---------- Record list
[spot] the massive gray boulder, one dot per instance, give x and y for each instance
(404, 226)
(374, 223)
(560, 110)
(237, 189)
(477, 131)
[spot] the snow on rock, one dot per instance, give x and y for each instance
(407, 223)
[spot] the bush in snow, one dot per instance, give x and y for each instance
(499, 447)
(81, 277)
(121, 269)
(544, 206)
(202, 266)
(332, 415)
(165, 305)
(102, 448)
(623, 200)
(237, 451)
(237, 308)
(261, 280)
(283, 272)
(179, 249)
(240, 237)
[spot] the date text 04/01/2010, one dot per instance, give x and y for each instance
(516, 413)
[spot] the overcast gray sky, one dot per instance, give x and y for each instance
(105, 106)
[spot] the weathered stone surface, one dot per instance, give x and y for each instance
--------------------
Requirements = Write every line of the records above as a JSON list of strings, one string per line, and leave out any blank lines.

Result for this task =
[
  "[spot] the massive gray boulder, one dot per instance, give x and y for each instance",
  "(404, 226)",
  "(374, 223)",
  "(560, 110)",
  "(237, 189)",
  "(477, 131)",
  "[spot] the snow on rock, one dot per instance, give x and y for each instance",
  "(407, 223)",
  "[spot] the bush in snow, one dot per instance, give x and y for each instance",
  "(499, 447)",
  "(81, 277)",
  "(121, 269)",
  "(544, 206)",
  "(202, 266)",
  "(332, 415)",
  "(165, 305)",
  "(102, 448)",
  "(623, 200)",
  "(237, 451)",
  "(237, 308)",
  "(261, 280)",
  "(283, 272)",
  "(179, 249)",
  "(240, 237)",
  "[spot] the date text 04/01/2010, one dot per instance, give x and y for each instance",
  "(516, 413)",
  "[spot] the overcast gray sky, one dot per instance, give x and y for each instance",
  "(105, 106)",
  "[spot] the weathered stone surface, one dot per instance, give x and y for each instance"
]